Give only the lines from the one containing "In the picture above, where can the raised" through the end of the material below, exactly as written.

--- Start Excerpted data ---

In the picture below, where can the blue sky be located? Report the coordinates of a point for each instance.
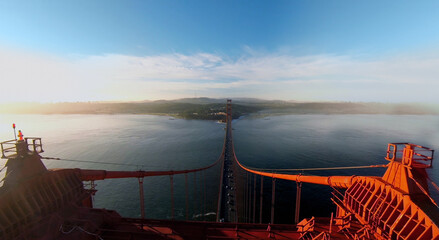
(293, 50)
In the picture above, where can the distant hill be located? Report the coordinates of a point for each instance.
(213, 109)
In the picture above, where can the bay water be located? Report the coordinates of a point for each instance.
(149, 142)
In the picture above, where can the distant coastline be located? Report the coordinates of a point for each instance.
(214, 109)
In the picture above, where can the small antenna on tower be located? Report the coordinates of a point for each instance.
(15, 134)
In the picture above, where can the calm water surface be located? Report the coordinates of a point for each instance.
(157, 143)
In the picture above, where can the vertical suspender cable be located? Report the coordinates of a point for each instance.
(273, 193)
(261, 194)
(187, 196)
(171, 177)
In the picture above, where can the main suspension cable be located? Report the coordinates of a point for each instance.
(313, 169)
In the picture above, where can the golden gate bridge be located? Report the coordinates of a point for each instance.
(37, 203)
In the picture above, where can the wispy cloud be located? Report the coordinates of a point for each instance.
(28, 76)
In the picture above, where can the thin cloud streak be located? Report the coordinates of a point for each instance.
(28, 76)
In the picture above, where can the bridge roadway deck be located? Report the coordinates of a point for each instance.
(227, 211)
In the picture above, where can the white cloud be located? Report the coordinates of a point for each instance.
(27, 76)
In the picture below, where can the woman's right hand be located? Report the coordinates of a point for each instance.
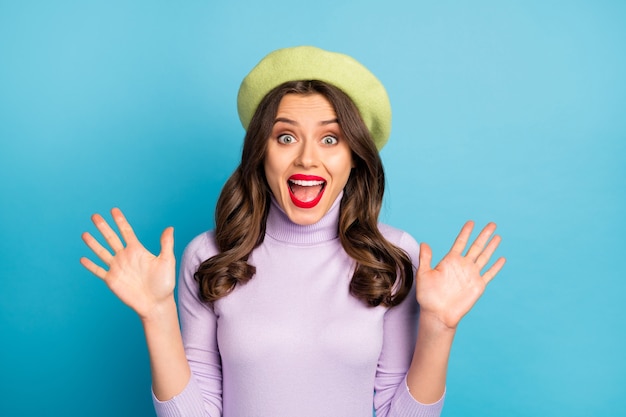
(141, 280)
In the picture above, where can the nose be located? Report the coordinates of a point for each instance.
(308, 156)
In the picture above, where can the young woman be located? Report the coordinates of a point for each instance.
(300, 303)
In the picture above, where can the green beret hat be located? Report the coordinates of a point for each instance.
(311, 63)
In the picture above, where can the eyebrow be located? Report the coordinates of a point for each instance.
(293, 122)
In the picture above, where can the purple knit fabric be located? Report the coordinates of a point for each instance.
(293, 341)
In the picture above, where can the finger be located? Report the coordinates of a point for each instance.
(481, 240)
(100, 251)
(426, 257)
(461, 240)
(108, 233)
(493, 271)
(485, 255)
(167, 243)
(92, 267)
(123, 226)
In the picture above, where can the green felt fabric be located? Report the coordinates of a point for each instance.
(311, 63)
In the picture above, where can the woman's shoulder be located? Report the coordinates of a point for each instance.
(400, 238)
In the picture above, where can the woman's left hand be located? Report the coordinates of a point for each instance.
(447, 292)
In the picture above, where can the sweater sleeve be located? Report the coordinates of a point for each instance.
(203, 394)
(392, 397)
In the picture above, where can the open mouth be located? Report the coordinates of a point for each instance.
(306, 190)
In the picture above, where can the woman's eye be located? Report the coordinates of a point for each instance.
(286, 139)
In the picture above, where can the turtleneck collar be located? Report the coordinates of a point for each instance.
(279, 226)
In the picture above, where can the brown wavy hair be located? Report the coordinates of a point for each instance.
(383, 273)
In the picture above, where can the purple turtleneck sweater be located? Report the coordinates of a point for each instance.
(293, 341)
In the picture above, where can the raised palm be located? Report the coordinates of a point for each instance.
(450, 290)
(140, 279)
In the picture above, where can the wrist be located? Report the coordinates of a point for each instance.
(433, 325)
(160, 312)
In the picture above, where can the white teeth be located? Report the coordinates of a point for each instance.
(304, 183)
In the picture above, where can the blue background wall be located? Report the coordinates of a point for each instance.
(508, 111)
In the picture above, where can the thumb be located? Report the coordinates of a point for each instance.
(167, 242)
(426, 256)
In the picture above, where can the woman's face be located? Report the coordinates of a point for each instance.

--- End Excerpted data ---

Right answer
In the picture above, where can the raised palm be located? Report the coordinates of a point for each instance.
(450, 290)
(140, 279)
In the picture above, where can the wrist be located? Report the coordinates of a point for each instance.
(433, 325)
(160, 312)
In the picture above, where can the white teeth be located? Report the coordinates of a point for each instance.
(304, 183)
In the picture above, where can the blue background wall be located? Report the coordinates of a point for each instance.
(508, 111)
In the picture above, where can the thumb be located? Report the coordinates of a point for each instance.
(167, 242)
(426, 256)
In the picture above, where can the woman's face be located? Report the coordinates of a point for each instance.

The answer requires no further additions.